OPDRACHT:
Hoeveel procent van de mensen gooi je volgens Vermeersch buiten bij business-reengineering, zoals beschreven in het fragment over de BRTN?

TEKSTFRAGMENT:
-----
Na honderd dagen bezinning komt de nieuwe BRTN-baas Bert De Graeve verrassend uit de hoek : de BRTN heeft te weinig middelen !
VERMEERSCH : Zijn verklaringen hebben mij ontgoocheld. Er zijn veel mensen in staat om een omroep te runnen als VTM of VT4, of gelijkaardige buitenlandse stations. Ervoor zorgen dat zoiets commercieel functioneert, lijkt mij niet zo een zware opgave. De Berlusconi’s van deze wereld zijn niet dun gezaaid. Een openbare omroep leiden, is iets anders. Daarvoor heb je een visie nodig. Je moet een concept uitwerken over de specificiteit van de BRTN in de huidige mediawereld. Tot mijn spijt heb ik van zo een concept nog niets gezien. De maatregelen die tot nu toe genomen worden, konden van de eerste de beste commerciële manager komen. Business-reengineering is, als je het resultaat bekijkt, nogal eentonig. Het komt erop neer dat je tien tot vijftien procent mensen buiten gooit. Een symfonie-orkest ? Kost veel te veel, weg ermee. Wat de culturele impact is van een dergelijke beslissing vraagt men zich blijkbaar niet af.
De Graeve heeft wel gesteld : we moeten de kijkers terugwinnen. Kijkcijfers zijn belangrijk.
-----
Items uit de dataset:
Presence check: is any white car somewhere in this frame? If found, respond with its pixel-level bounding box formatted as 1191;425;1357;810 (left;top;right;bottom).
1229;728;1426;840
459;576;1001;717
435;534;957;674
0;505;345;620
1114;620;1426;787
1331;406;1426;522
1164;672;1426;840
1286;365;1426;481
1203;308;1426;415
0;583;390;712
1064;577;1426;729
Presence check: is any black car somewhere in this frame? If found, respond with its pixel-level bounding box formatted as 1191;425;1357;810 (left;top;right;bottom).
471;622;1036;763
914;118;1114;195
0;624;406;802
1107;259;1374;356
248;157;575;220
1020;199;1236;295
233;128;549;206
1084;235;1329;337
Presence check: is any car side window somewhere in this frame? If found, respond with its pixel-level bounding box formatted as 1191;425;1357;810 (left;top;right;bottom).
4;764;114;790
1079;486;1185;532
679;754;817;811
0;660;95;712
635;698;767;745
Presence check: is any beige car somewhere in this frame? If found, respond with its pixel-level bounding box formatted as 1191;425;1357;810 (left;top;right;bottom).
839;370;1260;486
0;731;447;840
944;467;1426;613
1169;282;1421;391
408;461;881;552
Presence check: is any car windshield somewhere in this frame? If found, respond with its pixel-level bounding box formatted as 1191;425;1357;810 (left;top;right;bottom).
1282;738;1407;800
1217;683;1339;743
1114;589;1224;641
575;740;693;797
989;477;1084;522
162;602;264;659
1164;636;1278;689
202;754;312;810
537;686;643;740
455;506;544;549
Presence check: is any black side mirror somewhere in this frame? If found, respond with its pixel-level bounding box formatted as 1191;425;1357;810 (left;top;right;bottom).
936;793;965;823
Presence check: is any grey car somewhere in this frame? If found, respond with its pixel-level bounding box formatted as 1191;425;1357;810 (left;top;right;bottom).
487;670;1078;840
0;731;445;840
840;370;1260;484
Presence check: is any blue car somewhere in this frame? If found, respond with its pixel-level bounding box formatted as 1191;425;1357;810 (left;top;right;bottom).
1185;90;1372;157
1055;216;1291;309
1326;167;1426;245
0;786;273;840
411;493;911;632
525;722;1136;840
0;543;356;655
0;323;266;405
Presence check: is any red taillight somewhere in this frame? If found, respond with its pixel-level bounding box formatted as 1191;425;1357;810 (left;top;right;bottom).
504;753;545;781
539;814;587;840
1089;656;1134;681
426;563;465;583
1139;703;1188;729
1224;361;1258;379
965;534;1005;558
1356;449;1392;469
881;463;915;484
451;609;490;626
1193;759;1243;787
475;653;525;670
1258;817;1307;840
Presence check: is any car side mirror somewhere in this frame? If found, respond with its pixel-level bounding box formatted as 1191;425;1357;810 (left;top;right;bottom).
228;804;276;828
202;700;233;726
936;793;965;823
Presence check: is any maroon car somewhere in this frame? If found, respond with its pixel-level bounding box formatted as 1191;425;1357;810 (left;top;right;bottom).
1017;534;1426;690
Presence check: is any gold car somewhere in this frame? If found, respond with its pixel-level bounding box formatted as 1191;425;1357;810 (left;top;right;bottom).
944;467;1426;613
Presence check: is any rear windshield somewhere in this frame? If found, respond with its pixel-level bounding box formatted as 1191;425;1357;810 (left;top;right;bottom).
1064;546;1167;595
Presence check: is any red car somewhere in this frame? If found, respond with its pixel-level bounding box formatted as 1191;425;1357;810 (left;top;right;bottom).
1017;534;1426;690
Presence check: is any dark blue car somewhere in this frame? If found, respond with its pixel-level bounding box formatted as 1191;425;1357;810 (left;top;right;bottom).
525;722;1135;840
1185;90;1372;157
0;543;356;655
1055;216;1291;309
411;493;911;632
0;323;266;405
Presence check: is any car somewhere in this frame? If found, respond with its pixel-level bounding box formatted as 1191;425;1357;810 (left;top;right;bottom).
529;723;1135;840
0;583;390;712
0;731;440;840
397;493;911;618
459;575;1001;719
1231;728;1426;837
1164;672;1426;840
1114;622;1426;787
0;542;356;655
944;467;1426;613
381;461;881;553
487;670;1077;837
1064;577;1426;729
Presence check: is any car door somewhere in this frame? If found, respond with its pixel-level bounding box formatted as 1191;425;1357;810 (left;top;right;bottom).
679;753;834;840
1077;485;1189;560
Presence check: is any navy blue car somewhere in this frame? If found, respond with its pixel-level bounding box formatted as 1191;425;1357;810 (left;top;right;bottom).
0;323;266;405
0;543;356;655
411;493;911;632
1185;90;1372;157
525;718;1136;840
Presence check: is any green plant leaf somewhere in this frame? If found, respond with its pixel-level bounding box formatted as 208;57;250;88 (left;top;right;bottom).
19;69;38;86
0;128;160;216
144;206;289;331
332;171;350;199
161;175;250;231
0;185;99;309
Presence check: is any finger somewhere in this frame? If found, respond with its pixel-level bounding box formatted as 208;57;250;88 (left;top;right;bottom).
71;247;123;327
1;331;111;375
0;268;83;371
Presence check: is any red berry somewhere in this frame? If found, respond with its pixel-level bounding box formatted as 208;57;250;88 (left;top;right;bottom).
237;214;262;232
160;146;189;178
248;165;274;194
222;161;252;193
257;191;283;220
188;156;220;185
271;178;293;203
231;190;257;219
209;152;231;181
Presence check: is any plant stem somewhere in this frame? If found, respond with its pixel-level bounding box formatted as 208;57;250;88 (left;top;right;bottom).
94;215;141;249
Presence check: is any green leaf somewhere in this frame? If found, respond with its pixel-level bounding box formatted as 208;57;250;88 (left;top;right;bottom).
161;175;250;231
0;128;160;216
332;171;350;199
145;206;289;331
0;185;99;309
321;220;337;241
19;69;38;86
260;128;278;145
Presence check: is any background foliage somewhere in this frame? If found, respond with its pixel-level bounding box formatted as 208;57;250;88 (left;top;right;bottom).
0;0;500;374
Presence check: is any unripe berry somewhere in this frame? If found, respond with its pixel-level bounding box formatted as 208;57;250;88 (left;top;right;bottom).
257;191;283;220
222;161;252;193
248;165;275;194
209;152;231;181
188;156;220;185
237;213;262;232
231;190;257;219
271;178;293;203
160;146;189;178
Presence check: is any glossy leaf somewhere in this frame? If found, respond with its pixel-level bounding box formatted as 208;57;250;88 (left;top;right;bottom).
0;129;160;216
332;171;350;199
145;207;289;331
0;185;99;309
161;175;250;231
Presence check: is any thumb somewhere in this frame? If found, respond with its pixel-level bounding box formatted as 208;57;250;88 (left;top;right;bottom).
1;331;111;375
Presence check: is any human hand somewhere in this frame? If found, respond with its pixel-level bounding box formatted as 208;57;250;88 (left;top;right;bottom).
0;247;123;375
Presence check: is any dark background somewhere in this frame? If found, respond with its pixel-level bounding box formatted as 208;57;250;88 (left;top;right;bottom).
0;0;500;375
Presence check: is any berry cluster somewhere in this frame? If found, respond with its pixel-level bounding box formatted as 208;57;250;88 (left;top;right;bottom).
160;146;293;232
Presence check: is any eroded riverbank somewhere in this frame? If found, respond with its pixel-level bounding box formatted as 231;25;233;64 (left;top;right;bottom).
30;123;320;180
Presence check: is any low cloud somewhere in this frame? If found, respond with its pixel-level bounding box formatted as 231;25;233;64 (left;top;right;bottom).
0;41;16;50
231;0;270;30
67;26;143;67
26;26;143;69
-----
OPLOSSING:
Tien tot vijftien procent.